■ Énoncé du problème:
Imprimez l'intégralité du texte sur la traduction des catégories labor et work d'Hannah Arendt, sans y changer un seul mot.

Je vois cependant un problème terminologique dans la traduction choisie - et acceptée - des catégories labor et work, rendues respectivement par travail et œuvre, que je traduirais pour mon compte par labeur et travail. Loin de moi l'idée de critiquer Georges Fradier, premier traducteur français de The Human Condition (1958) d’Hannah Arendt, publié en 1961 aux éditions Calmann-Lévy sous le titre La Condition de l’homme moderne.

Même si je pense que les termes labeur et travail correspondraient mieux à la réalité d'aujourd'hui. Cela dit, en 2025, le monde s'est extrêmement complexifié depuis les années 60, et il n'est plus possible de faire rentrer l'ensemble des activités humaines dans trois catégories ! En revanche la perte des emplois évoque davantage, selon moi, la grande difficulté de satisfaire les deux premiers niveaux de la pyramide des besoins selon Maslow : les besoins physiologiques (manger, boire, dormir…), et les besoins de sécurité (abri, stabilité…).

D'où l'impossibilité de parvenir aux trois niveaux supérieurs [besoins sociaux (appartenance, amour…), d'estime de soi et d'accomplissement de soi], tant que les besoins de base ne sont pas réalisés !

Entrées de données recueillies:
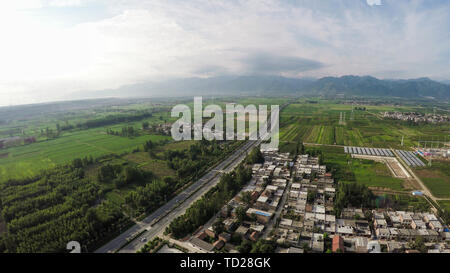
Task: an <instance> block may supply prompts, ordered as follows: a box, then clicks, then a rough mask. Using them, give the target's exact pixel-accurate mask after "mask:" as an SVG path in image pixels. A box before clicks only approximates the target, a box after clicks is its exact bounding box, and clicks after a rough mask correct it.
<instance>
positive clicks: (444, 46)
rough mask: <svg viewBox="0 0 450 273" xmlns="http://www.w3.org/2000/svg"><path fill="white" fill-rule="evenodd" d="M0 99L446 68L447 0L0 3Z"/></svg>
mask: <svg viewBox="0 0 450 273" xmlns="http://www.w3.org/2000/svg"><path fill="white" fill-rule="evenodd" d="M0 37H1V42H0V105H12V104H25V103H34V102H43V101H51V100H57V99H65V98H67V97H68V96H69V94H73V93H74V92H78V91H86V90H91V91H92V92H95V90H103V89H111V88H118V87H120V86H123V85H129V84H134V83H140V82H145V81H157V80H167V79H171V78H185V77H213V76H222V75H280V76H286V77H297V78H302V77H316V78H319V77H324V76H342V75H372V76H375V77H378V78H389V79H394V78H395V79H398V78H403V79H407V78H419V77H429V78H431V79H435V80H450V1H447V0H432V1H429V0H423V1H422V0H273V1H272V0H247V1H238V0H149V1H146V0H14V1H1V3H0Z"/></svg>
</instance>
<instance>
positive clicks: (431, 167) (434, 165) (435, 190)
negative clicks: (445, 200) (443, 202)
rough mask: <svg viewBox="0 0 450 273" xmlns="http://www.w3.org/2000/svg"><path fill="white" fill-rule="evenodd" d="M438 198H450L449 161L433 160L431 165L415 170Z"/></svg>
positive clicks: (422, 179)
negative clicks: (437, 160)
mask: <svg viewBox="0 0 450 273" xmlns="http://www.w3.org/2000/svg"><path fill="white" fill-rule="evenodd" d="M414 171H415V173H416V174H417V175H418V176H419V177H420V179H421V180H422V181H423V182H424V183H425V185H426V186H427V187H428V189H430V191H431V192H432V193H433V195H434V196H436V197H437V198H450V164H449V162H448V161H437V160H435V161H433V164H432V166H431V167H429V166H427V167H423V168H418V169H415V170H414Z"/></svg>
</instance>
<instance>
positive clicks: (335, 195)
mask: <svg viewBox="0 0 450 273" xmlns="http://www.w3.org/2000/svg"><path fill="white" fill-rule="evenodd" d="M262 155H263V156H264V163H262V164H254V165H253V167H252V174H253V175H252V179H251V181H250V182H249V183H248V184H247V185H246V186H245V187H244V188H243V189H242V191H241V192H240V193H239V194H237V195H236V196H235V197H234V198H233V199H231V201H229V202H228V204H227V205H225V206H224V207H223V208H222V210H221V211H220V212H219V213H218V214H217V215H216V216H215V217H214V218H213V219H211V220H210V221H209V222H208V223H207V224H205V225H204V226H203V227H201V228H199V229H198V230H197V231H196V232H194V234H193V235H192V237H191V238H190V239H189V240H188V241H187V242H185V243H184V244H186V243H187V244H189V245H190V250H196V251H194V252H207V253H210V252H225V253H239V252H241V253H242V252H244V251H245V250H243V249H245V248H247V250H248V245H249V244H256V243H257V242H259V243H260V242H261V241H264V242H270V244H271V245H272V246H273V245H275V246H276V248H275V250H274V252H277V253H307V252H309V253H330V252H338V253H339V252H341V253H382V252H389V253H417V252H426V253H450V232H449V230H448V228H447V227H446V226H444V225H443V224H442V221H441V219H439V217H438V216H436V215H435V214H433V213H432V212H427V213H418V212H412V211H394V210H390V209H386V208H380V209H366V208H350V207H348V208H344V209H342V210H341V211H340V215H339V216H338V217H337V215H336V212H335V208H334V203H335V198H336V193H337V192H336V191H337V187H336V183H335V180H334V178H333V176H332V174H331V173H330V172H328V171H327V166H326V165H323V164H321V162H320V161H321V160H320V156H311V155H308V154H301V155H298V156H296V157H295V158H294V159H293V158H292V157H291V156H290V155H289V153H279V152H278V151H276V150H268V151H262ZM245 245H247V247H245ZM190 252H191V251H190ZM244 253H245V252H244Z"/></svg>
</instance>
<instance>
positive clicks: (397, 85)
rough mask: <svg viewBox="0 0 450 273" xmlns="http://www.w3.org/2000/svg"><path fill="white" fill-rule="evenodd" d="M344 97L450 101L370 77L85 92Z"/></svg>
mask: <svg viewBox="0 0 450 273" xmlns="http://www.w3.org/2000/svg"><path fill="white" fill-rule="evenodd" d="M300 94H310V95H328V96H334V95H338V94H341V95H346V96H363V97H401V98H415V99H418V98H430V99H432V98H434V99H444V100H448V99H450V85H448V84H445V83H441V82H437V81H433V80H430V79H428V78H419V79H412V80H380V79H377V78H374V77H371V76H364V77H360V76H343V77H325V78H321V79H318V80H315V79H297V78H285V77H280V76H223V77H211V78H185V79H173V80H165V81H159V82H146V83H140V84H133V85H127V86H122V87H120V88H118V89H111V90H103V91H96V92H89V93H88V92H86V93H83V94H78V95H83V96H84V95H86V96H85V97H89V95H91V97H92V96H95V97H109V96H118V97H175V96H193V95H203V96H206V95H210V96H211V95H213V96H216V95H261V96H268V95H269V96H270V95H271V96H281V95H300Z"/></svg>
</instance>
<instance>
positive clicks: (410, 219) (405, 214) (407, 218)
mask: <svg viewBox="0 0 450 273" xmlns="http://www.w3.org/2000/svg"><path fill="white" fill-rule="evenodd" d="M400 220H401V221H402V224H406V225H410V224H411V222H412V216H411V214H410V213H406V212H403V213H400Z"/></svg>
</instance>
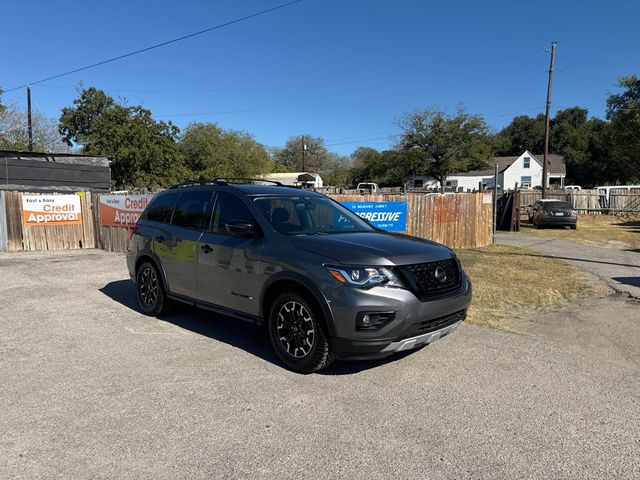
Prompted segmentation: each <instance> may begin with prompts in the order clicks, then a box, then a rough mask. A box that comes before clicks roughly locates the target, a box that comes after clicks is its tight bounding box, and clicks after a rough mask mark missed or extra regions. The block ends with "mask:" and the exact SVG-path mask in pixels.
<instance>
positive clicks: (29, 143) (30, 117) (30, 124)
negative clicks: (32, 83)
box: [27, 85, 33, 152]
mask: <svg viewBox="0 0 640 480" xmlns="http://www.w3.org/2000/svg"><path fill="white" fill-rule="evenodd" d="M27 131H28V132H29V151H30V152H33V128H32V127H31V86H30V85H27Z"/></svg>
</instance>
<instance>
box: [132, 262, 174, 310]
mask: <svg viewBox="0 0 640 480" xmlns="http://www.w3.org/2000/svg"><path fill="white" fill-rule="evenodd" d="M136 297H137V299H138V305H140V310H142V313H144V314H145V315H149V316H151V317H157V316H159V315H163V314H165V313H167V312H168V311H169V309H170V308H171V300H169V299H168V298H167V292H166V290H165V288H164V284H163V283H162V278H161V277H160V272H159V271H158V269H157V268H156V266H155V265H154V264H153V263H151V262H144V263H143V264H142V265H140V268H138V271H137V272H136Z"/></svg>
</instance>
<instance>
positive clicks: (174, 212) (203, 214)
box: [171, 191, 213, 230]
mask: <svg viewBox="0 0 640 480" xmlns="http://www.w3.org/2000/svg"><path fill="white" fill-rule="evenodd" d="M212 195H213V193H212V192H211V191H195V192H182V194H181V195H180V198H179V199H178V201H177V202H176V205H175V207H174V209H173V217H172V218H171V224H172V225H176V226H178V227H185V228H193V229H196V230H204V229H205V228H206V227H208V226H209V219H210V218H211V197H212Z"/></svg>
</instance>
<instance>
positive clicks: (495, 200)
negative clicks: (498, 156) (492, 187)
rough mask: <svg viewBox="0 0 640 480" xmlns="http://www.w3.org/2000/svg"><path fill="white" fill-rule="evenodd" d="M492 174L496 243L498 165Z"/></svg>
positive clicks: (497, 185)
mask: <svg viewBox="0 0 640 480" xmlns="http://www.w3.org/2000/svg"><path fill="white" fill-rule="evenodd" d="M494 168H495V173H494V174H493V239H492V240H493V241H492V243H496V229H497V228H498V225H497V224H498V163H497V162H496V165H495V167H494Z"/></svg>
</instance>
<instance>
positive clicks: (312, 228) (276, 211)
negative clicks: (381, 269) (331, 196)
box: [255, 195, 373, 235]
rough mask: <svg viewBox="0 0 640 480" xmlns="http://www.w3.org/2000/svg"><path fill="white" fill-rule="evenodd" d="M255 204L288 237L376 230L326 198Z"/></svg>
mask: <svg viewBox="0 0 640 480" xmlns="http://www.w3.org/2000/svg"><path fill="white" fill-rule="evenodd" d="M255 204H256V206H257V207H258V209H259V210H260V212H262V214H263V215H264V217H265V218H266V219H267V220H268V221H269V223H271V225H272V226H273V228H274V229H276V230H277V231H278V232H280V233H284V234H287V235H310V234H329V233H348V232H370V231H372V230H373V228H372V227H371V226H370V225H369V224H368V223H367V222H366V221H365V220H362V219H361V218H360V217H359V216H357V215H356V214H355V213H353V212H351V211H350V210H348V209H347V208H345V207H344V206H342V205H340V204H338V203H336V202H333V201H331V200H330V199H328V198H326V197H321V196H317V197H316V196H309V197H307V196H281V195H278V196H270V197H260V198H257V199H256V200H255Z"/></svg>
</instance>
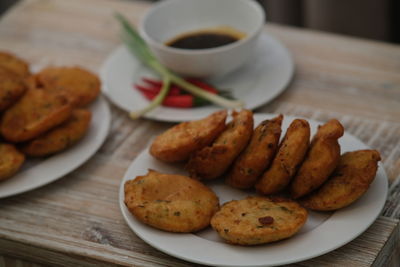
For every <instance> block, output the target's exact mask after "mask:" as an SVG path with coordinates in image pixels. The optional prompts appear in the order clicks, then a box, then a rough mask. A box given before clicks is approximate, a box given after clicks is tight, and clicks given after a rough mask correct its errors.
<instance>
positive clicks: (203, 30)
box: [166, 30, 241, 49]
mask: <svg viewBox="0 0 400 267" xmlns="http://www.w3.org/2000/svg"><path fill="white" fill-rule="evenodd" d="M238 35H239V34H231V33H224V32H216V31H209V32H207V31H204V30H203V31H198V32H191V33H187V34H182V35H179V36H178V37H176V38H174V39H172V40H171V41H169V42H166V45H167V46H170V47H174V48H180V49H208V48H214V47H219V46H223V45H227V44H231V43H234V42H236V41H238V40H240V39H241V37H240V36H238Z"/></svg>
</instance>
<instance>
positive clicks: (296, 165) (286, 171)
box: [256, 119, 310, 194]
mask: <svg viewBox="0 0 400 267" xmlns="http://www.w3.org/2000/svg"><path fill="white" fill-rule="evenodd" d="M309 143H310V125H309V124H308V122H307V121H306V120H302V119H296V120H294V121H293V122H292V123H291V124H290V126H289V128H288V129H287V131H286V134H285V137H284V138H283V140H282V142H281V144H280V145H279V149H278V152H277V154H276V156H275V158H274V160H273V161H272V164H271V167H270V168H269V169H268V170H267V171H266V172H265V173H264V174H263V176H262V178H261V179H260V180H259V181H258V183H257V184H256V189H257V191H258V192H260V193H262V194H275V193H278V192H279V191H282V190H283V189H284V188H285V187H286V186H287V185H288V184H289V182H290V180H291V178H292V177H293V175H294V174H295V173H296V171H297V169H298V167H299V165H300V163H301V162H302V161H303V159H304V156H305V154H306V152H307V149H308V145H309Z"/></svg>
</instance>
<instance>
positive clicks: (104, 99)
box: [0, 95, 111, 199]
mask: <svg viewBox="0 0 400 267" xmlns="http://www.w3.org/2000/svg"><path fill="white" fill-rule="evenodd" d="M92 105H97V107H94V108H92V107H91V106H89V110H90V111H91V112H93V113H94V112H99V113H104V114H105V116H104V119H103V120H101V122H100V123H99V125H100V127H102V128H103V127H104V128H103V130H102V131H101V132H100V133H99V132H98V131H97V132H96V136H95V138H98V139H99V140H98V141H97V142H95V143H94V144H93V145H92V149H91V151H90V152H88V153H87V154H86V155H84V156H83V157H82V160H80V161H79V162H75V163H74V164H72V165H71V166H70V167H69V168H65V169H64V170H62V171H60V172H58V173H57V175H54V176H53V177H51V178H47V179H45V180H44V181H43V182H41V183H37V184H35V185H32V186H27V187H24V188H22V189H18V190H14V191H11V192H4V193H1V192H0V199H2V198H8V197H12V196H15V195H19V194H22V193H26V192H28V191H31V190H34V189H37V188H40V187H42V186H45V185H48V184H50V183H52V182H54V181H56V180H58V179H61V178H62V177H64V176H65V175H67V174H69V173H71V172H73V171H74V170H76V169H77V168H78V167H80V166H81V165H83V164H84V163H85V162H86V161H88V160H89V159H90V158H91V157H92V156H93V155H94V154H95V153H96V152H97V151H98V149H99V148H100V147H101V146H102V145H103V144H104V142H105V140H106V138H107V136H108V134H109V131H110V125H111V111H110V107H109V104H108V102H107V100H106V99H105V98H104V97H103V96H102V95H99V96H98V97H97V99H96V100H95V102H93V104H92ZM92 117H93V116H92ZM91 127H93V121H92V122H91ZM97 134H98V135H97ZM78 145H79V144H78ZM62 153H63V152H61V153H59V154H57V156H59V155H62ZM44 161H45V160H44ZM16 175H18V173H17V174H16ZM13 178H14V177H11V178H10V179H13ZM25 179H26V178H25ZM6 181H7V180H5V182H6ZM0 188H1V183H0Z"/></svg>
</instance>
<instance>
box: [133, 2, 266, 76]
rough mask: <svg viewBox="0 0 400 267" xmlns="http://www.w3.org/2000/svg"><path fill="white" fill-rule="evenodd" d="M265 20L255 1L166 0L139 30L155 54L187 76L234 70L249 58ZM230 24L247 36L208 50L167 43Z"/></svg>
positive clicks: (160, 3) (207, 74) (221, 72)
mask: <svg viewBox="0 0 400 267" xmlns="http://www.w3.org/2000/svg"><path fill="white" fill-rule="evenodd" d="M264 23H265V14H264V11H263V9H262V7H261V6H260V5H259V4H258V3H257V2H256V1H254V0H165V1H161V2H159V3H158V4H155V5H154V6H153V7H152V8H151V9H150V10H149V11H148V12H147V13H146V14H145V16H144V17H143V19H142V20H141V23H140V26H139V31H140V34H141V36H142V37H143V38H144V39H145V41H146V42H147V44H148V45H149V47H150V49H151V50H152V51H153V53H154V54H155V56H156V57H157V58H158V59H159V60H160V62H161V63H163V64H164V65H165V66H166V67H168V68H169V69H171V70H173V71H175V72H177V73H179V74H182V75H187V76H193V77H210V76H218V75H223V74H226V73H228V72H231V71H233V70H235V69H237V68H238V67H240V66H241V65H242V64H244V63H245V61H246V59H247V58H249V55H250V53H251V52H252V50H254V48H255V44H256V41H257V38H258V36H259V35H260V32H261V31H262V29H263V26H264ZM221 26H222V27H224V26H228V27H231V28H234V29H236V30H238V31H240V32H243V33H245V37H244V38H242V39H240V40H238V41H236V42H233V43H231V44H228V45H224V46H220V47H215V48H208V49H178V48H173V47H170V46H167V45H165V43H166V42H168V41H170V40H172V39H173V38H176V37H177V36H179V35H181V34H185V33H188V32H194V31H198V30H202V29H210V28H216V27H221Z"/></svg>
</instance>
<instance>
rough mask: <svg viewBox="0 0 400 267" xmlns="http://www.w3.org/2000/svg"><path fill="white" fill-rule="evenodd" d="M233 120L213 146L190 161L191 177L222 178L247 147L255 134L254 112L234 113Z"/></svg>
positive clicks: (207, 178) (221, 134)
mask: <svg viewBox="0 0 400 267" xmlns="http://www.w3.org/2000/svg"><path fill="white" fill-rule="evenodd" d="M232 115H233V120H232V121H231V122H230V123H229V124H228V125H227V128H226V130H225V131H224V132H222V133H221V135H220V136H219V137H218V138H217V139H216V140H215V141H214V143H213V144H212V146H207V147H204V148H203V149H201V150H199V151H196V152H194V153H193V154H192V156H191V157H190V159H189V162H188V164H187V165H186V169H187V170H188V171H189V173H190V176H191V177H195V178H200V179H214V178H217V177H219V176H221V175H222V174H223V173H224V172H225V171H226V170H227V169H228V168H229V166H230V165H231V163H232V162H233V161H234V160H235V158H236V157H237V156H238V155H239V153H240V152H241V151H242V150H243V149H244V148H245V147H246V145H247V143H248V142H249V140H250V138H251V135H252V133H253V112H251V111H250V110H242V111H240V112H239V113H237V112H234V113H233V114H232Z"/></svg>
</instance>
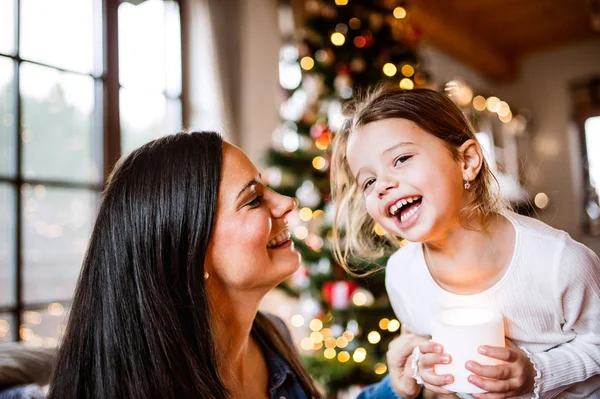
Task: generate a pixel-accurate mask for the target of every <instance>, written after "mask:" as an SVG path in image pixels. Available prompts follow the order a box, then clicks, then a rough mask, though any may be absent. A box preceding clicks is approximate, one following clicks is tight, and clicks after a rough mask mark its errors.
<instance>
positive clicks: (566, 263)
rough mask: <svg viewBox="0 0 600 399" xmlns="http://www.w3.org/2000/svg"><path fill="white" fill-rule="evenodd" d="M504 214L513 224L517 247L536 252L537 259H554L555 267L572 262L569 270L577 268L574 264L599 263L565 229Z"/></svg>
mask: <svg viewBox="0 0 600 399" xmlns="http://www.w3.org/2000/svg"><path fill="white" fill-rule="evenodd" d="M504 215H505V216H506V217H507V218H508V219H509V220H510V221H511V222H512V223H513V226H514V227H515V230H516V233H517V247H518V248H519V250H521V251H523V252H525V253H530V254H531V255H533V254H535V255H536V257H537V259H538V260H539V261H545V262H548V261H550V260H554V261H555V262H556V263H557V266H558V267H561V266H562V265H564V264H568V265H571V268H572V269H571V270H577V268H578V266H577V265H581V266H584V267H585V266H587V265H592V266H593V267H597V266H595V265H598V264H599V261H598V256H597V255H596V254H595V253H594V251H592V250H591V249H590V248H588V247H586V246H585V245H583V244H582V243H580V242H578V241H576V240H574V239H573V238H572V237H571V236H570V235H569V234H568V233H567V232H566V231H563V230H560V229H556V228H554V227H552V226H549V225H547V224H546V223H544V222H542V221H541V220H538V219H534V218H531V217H528V216H524V215H519V214H516V213H514V212H507V213H505V214H504ZM552 263H554V262H552ZM546 267H547V266H546ZM561 268H562V267H561ZM563 270H564V269H563Z"/></svg>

■ Corrigé de l'exercice:
Je vois cependant un problème terminologique dans la traduction choisie - et acceptée - des catégories labor et work, rendues respectivement par travail et œuvre, que je traduirais pour mon compte par labeur et travail. Loin de moi l'idée de critiquer Georges Fradier, premier traducteur français de The Human Condition (1958) d’Hannah Arendt, publié en 1961 aux éditions Calmann-Lévy sous le titre La Condition de l’homme moderne.

Même si je pense que les termes labeur et travail correspondraient mieux à la réalité d'aujourd'hui. Cela dit, en 2025, le monde s'est extrêmement complexifié depuis les années 60, et il n'est plus possible de faire rentrer l'ensemble des activités humaines dans trois catégories ! En revanche la perte des emplois évoque davantage, selon moi, la grande difficulté de satisfaire les deux premiers niveaux de la pyramide des besoins selon Maslow : les besoins physiologiques (manger, boire, dormir…), et les besoins de sécurité (abri, stabilité…).

D'où l'impossibilité de parvenir aux trois niveaux supérieurs [besoins sociaux (appartenance, amour…), d'estime de soi et d'accomplissement de soi], tant que les besoins de base ne sont pas réalisés !